[Document extract — start]

The National Social Security Fund (NSSF) has today (Nov. 13) unveiled a master plan for the construction of 2, 741 housing units in Lubowa estate, which it acquired 10 years ago.

When development starts, later in 2014, it will be the first investment on the estate that was bought in 2003.

“We have gained because the land has appreciated in terms of value but we have also lost some opportunities because we did not invest early,” Richard Byarugaba, the Fund’s managing director told a press conference at the estate on Nov. 13, adding the officials then acquired each plot (100ft by 100ft) at Shs 50 million each, but the value of the same has now jumped to over Shs 400 million.

He said the development of the estate is in line with the Fund’s continued efforts to give its members a competitive return on their savings.

The real estate project, which will take 10 years, will be developed on the Fund’s 565 acres of land along Entebbe and will be one of the most upmarket housing estates in Uganda.

[Document extract — finish]
[Data excerpts — start]

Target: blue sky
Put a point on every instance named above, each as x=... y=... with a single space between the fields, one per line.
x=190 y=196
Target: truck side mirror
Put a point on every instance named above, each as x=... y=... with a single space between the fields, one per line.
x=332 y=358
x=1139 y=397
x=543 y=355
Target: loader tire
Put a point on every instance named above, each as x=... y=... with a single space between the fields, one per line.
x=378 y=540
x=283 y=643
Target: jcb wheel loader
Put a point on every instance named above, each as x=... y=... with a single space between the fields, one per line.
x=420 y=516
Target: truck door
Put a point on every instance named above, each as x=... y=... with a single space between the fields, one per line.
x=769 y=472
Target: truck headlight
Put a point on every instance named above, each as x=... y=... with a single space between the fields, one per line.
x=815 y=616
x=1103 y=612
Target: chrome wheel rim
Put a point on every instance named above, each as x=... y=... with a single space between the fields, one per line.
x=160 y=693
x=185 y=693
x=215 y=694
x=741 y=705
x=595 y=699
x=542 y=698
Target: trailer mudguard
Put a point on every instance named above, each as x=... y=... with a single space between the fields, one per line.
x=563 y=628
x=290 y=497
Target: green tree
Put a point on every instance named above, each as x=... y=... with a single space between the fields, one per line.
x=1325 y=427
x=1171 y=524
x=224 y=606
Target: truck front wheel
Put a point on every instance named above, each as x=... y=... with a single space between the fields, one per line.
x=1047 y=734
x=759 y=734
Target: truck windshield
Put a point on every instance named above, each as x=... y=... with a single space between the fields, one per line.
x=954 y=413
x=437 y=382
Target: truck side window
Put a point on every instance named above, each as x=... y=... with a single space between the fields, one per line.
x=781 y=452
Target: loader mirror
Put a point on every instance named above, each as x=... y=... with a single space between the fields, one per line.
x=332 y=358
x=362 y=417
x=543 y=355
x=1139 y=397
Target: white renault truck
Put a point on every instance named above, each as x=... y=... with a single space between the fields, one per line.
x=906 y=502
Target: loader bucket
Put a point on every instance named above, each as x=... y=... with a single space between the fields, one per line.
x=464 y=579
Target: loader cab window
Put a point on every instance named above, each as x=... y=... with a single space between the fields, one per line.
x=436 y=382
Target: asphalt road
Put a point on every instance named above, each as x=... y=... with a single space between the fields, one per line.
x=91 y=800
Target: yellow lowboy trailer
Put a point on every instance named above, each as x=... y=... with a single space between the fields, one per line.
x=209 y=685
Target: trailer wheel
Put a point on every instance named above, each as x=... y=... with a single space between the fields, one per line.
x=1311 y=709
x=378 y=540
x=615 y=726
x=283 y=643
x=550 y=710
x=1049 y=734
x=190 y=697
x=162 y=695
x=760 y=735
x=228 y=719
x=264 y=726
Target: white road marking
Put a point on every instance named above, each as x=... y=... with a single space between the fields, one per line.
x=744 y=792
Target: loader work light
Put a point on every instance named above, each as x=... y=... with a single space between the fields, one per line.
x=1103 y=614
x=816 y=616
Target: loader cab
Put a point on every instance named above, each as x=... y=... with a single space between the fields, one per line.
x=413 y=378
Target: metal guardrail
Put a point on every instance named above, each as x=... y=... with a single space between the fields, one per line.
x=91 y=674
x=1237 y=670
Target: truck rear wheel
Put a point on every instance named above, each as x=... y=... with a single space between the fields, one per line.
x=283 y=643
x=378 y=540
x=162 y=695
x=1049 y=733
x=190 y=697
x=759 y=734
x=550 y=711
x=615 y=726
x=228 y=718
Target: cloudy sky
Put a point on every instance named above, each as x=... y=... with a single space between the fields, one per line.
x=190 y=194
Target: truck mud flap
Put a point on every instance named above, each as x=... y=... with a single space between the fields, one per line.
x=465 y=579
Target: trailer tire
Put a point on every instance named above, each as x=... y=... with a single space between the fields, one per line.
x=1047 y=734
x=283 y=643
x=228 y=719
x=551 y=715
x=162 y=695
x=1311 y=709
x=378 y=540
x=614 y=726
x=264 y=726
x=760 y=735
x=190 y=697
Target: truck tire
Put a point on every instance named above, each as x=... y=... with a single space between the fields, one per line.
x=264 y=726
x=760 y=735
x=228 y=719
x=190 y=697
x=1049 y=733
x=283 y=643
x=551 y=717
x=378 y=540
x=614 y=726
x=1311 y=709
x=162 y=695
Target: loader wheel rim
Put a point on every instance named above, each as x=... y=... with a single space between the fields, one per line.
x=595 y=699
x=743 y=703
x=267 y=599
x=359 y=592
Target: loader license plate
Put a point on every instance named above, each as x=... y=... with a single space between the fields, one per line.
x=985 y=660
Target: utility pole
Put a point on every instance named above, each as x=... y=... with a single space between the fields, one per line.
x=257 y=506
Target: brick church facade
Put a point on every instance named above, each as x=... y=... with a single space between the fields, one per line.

[Data excerpts — finish]

▶ [Task details] Duplicate, word for word, the passage of the Lubowa housing report starting at "The National Social" and ending at "bought in 2003.".

▶ [Exercise result]
The National Social Security Fund (NSSF) has today (Nov. 13) unveiled a master plan for the construction of 2, 741 housing units in Lubowa estate, which it acquired 10 years ago.

When development starts, later in 2014, it will be the first investment on the estate that was bought in 2003.